=== TEXTE CITÉ ===
Esquisser en quelques lignes, comme je le fais, la pensée de Maurice Bellet à propos du Christ ne fait pas droit à sa profondeur ni à son déploiement immense. Mais cela indique qu’on y trouve l’expression singulièrement innovante d’une christologie qui concerne au premier chef… l’être humain, bouleversant les vénérables schémas et rendant du même coup présente en la chair ce que la Tradition appelle la Promesse, le Salut, la Résurrection. Même en ces espaces de haute pensée, Bellet demeure arrimé à l’humanité ; s’il cherche et avance, c’est à la manière d’un éclaireur : pour que d’autres trouvent ou retrouvent chemin sous leurs pas.


8. L’effet boomerang

Le troisième thème récurrent chez Maurice Bellet est celui de la “foi critique.

Foi et critique, il le rappela souvent, n’ont pas toujours fait bon ménage et nombreux furent les intellectuels qui, au sein même de l’Église, eurent à souffrir de vouloir concilier leur foi et leurs recherches. Bellet mettait souvent en évidence le travail des exégètes qui, au moment où les sciences humaines (notamment l’histoire et la linguistique) prenaient leur essor à la fin du 19e siècle, menèrent dans l’ombre et les difficultés un travail qui allait bouleverser la lecture des Écritures. A cette époque, la foi était critique… au sens négatif, c’est-à-dire qu’elle était le lieu de mises en jugement et de condamnations des réalités du monde. En retour, elle fut la cible toute désignée d’innombrables et virulentes critiques venant de ce monde.

Dans sa thèse de doctorat soutenue en 1968 – La fonction critique dans la certitude religieuse – Maurice Bellet indique l’impasse de ce dilemme : “Que peut signifier la critique prise résolument au sérieux ? Ou bien sa fonction ressemble, qu’on nous passe l’expression, au cheval de Troie ; elle introduit dans la certitude le principe de sa fin, ou d’une mutation telle que la foi même y changera profondément de sens, et deviendra, par exemple, une philosophie ou une sagesse post-chrétienne. Ou bien au nom de la certitude religieuse et de son autorité ultime, on réservera plus ou moins consciemment un domaine sacré, où la critique sera tenue à distance. Bref, ou bien l’on s’interroge, ou bien l’on croit : de toute façon, l’activité critique en la certitude religieuse est un échec ”23.
=== MATÉRIEL FOURNI ===
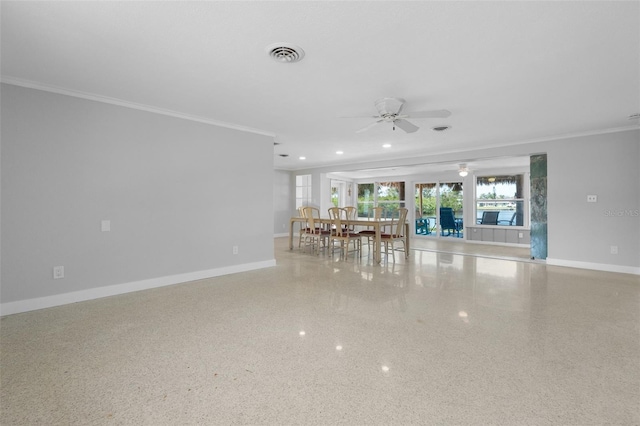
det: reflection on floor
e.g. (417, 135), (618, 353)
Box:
(411, 237), (531, 261)
(0, 238), (640, 425)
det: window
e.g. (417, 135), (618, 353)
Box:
(415, 182), (464, 238)
(358, 183), (375, 217)
(296, 175), (311, 209)
(476, 175), (525, 226)
(376, 182), (404, 217)
(358, 182), (405, 217)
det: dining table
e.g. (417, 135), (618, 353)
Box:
(289, 216), (409, 263)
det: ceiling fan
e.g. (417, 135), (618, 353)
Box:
(349, 98), (451, 133)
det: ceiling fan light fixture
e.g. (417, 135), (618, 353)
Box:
(266, 43), (304, 64)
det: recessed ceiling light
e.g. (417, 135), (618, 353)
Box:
(267, 43), (304, 64)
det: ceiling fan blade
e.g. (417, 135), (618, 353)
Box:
(356, 120), (382, 133)
(403, 109), (451, 118)
(375, 98), (405, 115)
(393, 119), (420, 133)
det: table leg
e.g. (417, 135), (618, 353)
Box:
(289, 219), (296, 250)
(374, 222), (382, 263)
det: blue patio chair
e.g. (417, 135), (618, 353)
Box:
(480, 211), (500, 225)
(498, 212), (516, 226)
(416, 218), (431, 235)
(440, 207), (462, 237)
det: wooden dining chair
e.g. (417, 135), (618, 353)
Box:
(380, 207), (409, 262)
(329, 207), (362, 260)
(302, 207), (331, 254)
(358, 207), (384, 250)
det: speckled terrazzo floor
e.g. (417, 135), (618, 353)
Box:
(0, 238), (640, 426)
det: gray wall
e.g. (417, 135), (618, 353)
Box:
(547, 131), (640, 267)
(273, 170), (296, 236)
(1, 84), (274, 303)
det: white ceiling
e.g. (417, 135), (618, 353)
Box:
(1, 1), (640, 174)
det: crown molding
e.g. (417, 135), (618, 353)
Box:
(0, 75), (276, 138)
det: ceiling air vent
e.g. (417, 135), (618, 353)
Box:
(267, 43), (304, 63)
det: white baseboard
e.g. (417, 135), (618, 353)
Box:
(464, 240), (531, 248)
(547, 257), (640, 275)
(0, 259), (276, 315)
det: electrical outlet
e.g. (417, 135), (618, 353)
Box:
(53, 266), (64, 280)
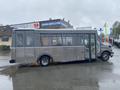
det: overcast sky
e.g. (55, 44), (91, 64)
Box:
(0, 0), (120, 27)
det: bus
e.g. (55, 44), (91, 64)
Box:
(10, 29), (113, 66)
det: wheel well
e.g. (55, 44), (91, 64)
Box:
(37, 54), (53, 62)
(101, 51), (110, 55)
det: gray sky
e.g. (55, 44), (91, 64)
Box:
(0, 0), (120, 27)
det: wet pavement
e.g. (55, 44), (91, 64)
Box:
(0, 48), (120, 90)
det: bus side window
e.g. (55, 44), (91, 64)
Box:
(41, 36), (50, 46)
(25, 31), (34, 47)
(16, 33), (24, 47)
(51, 36), (62, 46)
(62, 37), (72, 46)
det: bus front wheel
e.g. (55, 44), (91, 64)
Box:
(37, 56), (50, 67)
(101, 52), (110, 61)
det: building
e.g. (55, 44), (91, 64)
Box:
(10, 19), (73, 29)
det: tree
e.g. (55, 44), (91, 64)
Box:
(113, 21), (120, 38)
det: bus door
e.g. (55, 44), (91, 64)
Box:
(24, 30), (35, 62)
(84, 34), (96, 60)
(15, 31), (25, 62)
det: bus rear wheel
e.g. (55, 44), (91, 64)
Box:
(102, 52), (110, 61)
(38, 56), (50, 67)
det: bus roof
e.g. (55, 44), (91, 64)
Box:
(14, 28), (97, 33)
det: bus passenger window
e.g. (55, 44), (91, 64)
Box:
(16, 33), (24, 47)
(52, 37), (62, 46)
(63, 37), (72, 46)
(41, 37), (49, 46)
(26, 35), (34, 46)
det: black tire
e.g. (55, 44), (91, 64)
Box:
(37, 56), (50, 67)
(101, 52), (110, 61)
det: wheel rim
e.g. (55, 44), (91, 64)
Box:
(103, 54), (109, 61)
(41, 57), (49, 66)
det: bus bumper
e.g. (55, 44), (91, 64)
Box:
(9, 59), (16, 63)
(110, 52), (114, 57)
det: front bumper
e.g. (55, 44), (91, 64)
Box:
(110, 52), (114, 57)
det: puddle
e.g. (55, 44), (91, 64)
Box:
(0, 75), (13, 90)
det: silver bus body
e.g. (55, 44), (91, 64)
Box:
(11, 29), (113, 63)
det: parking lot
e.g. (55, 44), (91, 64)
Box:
(0, 47), (120, 90)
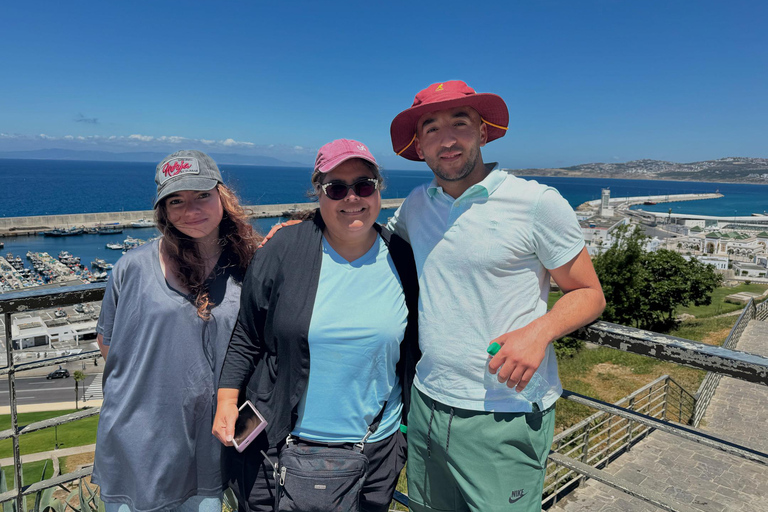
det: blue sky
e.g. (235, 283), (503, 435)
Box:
(0, 0), (768, 169)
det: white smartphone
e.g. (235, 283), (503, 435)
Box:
(232, 400), (267, 452)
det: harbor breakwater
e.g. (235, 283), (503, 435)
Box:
(577, 193), (724, 210)
(0, 199), (403, 237)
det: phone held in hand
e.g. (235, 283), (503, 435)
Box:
(232, 400), (267, 452)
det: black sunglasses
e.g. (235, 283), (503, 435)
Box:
(320, 178), (379, 201)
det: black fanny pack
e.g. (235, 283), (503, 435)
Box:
(275, 402), (387, 512)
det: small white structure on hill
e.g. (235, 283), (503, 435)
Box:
(597, 188), (613, 217)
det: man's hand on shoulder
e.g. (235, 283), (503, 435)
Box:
(488, 323), (550, 393)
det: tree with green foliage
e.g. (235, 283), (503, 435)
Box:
(593, 226), (722, 331)
(72, 370), (85, 409)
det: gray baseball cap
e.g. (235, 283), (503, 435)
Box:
(153, 149), (223, 208)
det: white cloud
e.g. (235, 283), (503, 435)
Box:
(219, 139), (256, 148)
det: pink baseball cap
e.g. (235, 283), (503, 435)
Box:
(314, 139), (379, 174)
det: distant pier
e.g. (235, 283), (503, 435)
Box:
(0, 199), (403, 237)
(576, 193), (724, 210)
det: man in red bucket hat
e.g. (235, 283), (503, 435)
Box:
(388, 80), (605, 512)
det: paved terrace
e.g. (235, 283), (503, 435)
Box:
(550, 320), (768, 512)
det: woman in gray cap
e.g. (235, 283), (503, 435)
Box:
(93, 151), (260, 512)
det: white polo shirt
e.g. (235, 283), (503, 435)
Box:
(388, 164), (584, 412)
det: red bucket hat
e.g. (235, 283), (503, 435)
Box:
(389, 80), (509, 161)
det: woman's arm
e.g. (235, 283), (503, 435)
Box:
(213, 388), (240, 446)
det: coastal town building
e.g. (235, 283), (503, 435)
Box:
(11, 315), (51, 350)
(733, 261), (768, 278)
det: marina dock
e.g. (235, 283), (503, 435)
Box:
(0, 199), (403, 237)
(576, 193), (724, 210)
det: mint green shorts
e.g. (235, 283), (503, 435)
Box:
(407, 387), (555, 512)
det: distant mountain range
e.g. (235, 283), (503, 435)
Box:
(0, 149), (312, 167)
(508, 157), (768, 184)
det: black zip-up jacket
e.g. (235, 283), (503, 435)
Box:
(219, 210), (421, 446)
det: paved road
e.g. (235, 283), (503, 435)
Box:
(0, 374), (101, 407)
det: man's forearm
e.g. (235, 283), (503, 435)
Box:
(531, 288), (605, 344)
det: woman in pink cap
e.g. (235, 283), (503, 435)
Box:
(213, 139), (418, 512)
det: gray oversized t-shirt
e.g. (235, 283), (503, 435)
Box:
(93, 241), (240, 512)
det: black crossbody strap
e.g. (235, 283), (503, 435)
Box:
(355, 402), (387, 452)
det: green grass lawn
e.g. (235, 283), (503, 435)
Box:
(555, 317), (737, 431)
(0, 410), (99, 458)
(677, 284), (768, 318)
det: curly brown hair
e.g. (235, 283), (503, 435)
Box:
(155, 183), (263, 320)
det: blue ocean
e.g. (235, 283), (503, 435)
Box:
(0, 159), (768, 272)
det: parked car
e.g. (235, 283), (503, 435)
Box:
(46, 368), (69, 379)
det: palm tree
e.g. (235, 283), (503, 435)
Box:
(72, 370), (85, 409)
===
▶ **EXERCICE ÉCRIT**
Recopiez le passage du texte sur Maurice Bellet qui va de « Le troisième thème » jusqu'à « de ce monde. » inclus, en remplaçant « exégètes » par « théologiens ». Le matériel ne sert à rien ici.

▶ **RÉPONSE ÉCRITE**
Le troisième thème récurrent chez Maurice Bellet est celui de la “foi critique.

Foi et critique, il le rappela souvent, n’ont pas toujours fait bon ménage et nombreux furent les intellectuels qui, au sein même de l’Église, eurent à souffrir de vouloir concilier leur foi et leurs recherches. Bellet mettait souvent en évidence le travail des théologiens qui, au moment où les sciences humaines (notamment l’histoire et la linguistique) prenaient leur essor à la fin du 19e siècle, menèrent dans l’ombre et les difficultés un travail qui allait bouleverser la lecture des Écritures. A cette époque, la foi était critique… au sens négatif, c’est-à-dire qu’elle était le lieu de mises en jugement et de condamnations des réalités du monde. En retour, elle fut la cible toute désignée d’innombrables et virulentes critiques venant de ce monde.